___ Available records ___

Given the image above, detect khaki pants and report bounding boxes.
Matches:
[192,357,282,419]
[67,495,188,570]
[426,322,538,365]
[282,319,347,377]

___

- _Exercise aim_
The answer must reproduce every record exactly.

- _Solved problem_
Given the image above, detect khaki pants and report bounding boxes.
Matches:
[192,357,282,419]
[67,495,188,570]
[426,322,538,365]
[282,319,347,377]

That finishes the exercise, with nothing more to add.